Go to the line that contains "integer pixel coordinates" and extract it along with every line after it, exactly, through the end of the data below.

[[ Given records, beginning ]]

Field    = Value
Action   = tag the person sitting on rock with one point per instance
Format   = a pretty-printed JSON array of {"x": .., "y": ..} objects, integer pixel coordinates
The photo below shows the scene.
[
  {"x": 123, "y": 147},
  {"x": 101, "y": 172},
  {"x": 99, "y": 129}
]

[[ Given records, end ]]

> Exercise result
Format   = a pretty-printed JSON array of {"x": .., "y": ..} objects, integer pixel coordinates
The photo below shows the scene.
[
  {"x": 123, "y": 147},
  {"x": 101, "y": 172},
  {"x": 99, "y": 129}
]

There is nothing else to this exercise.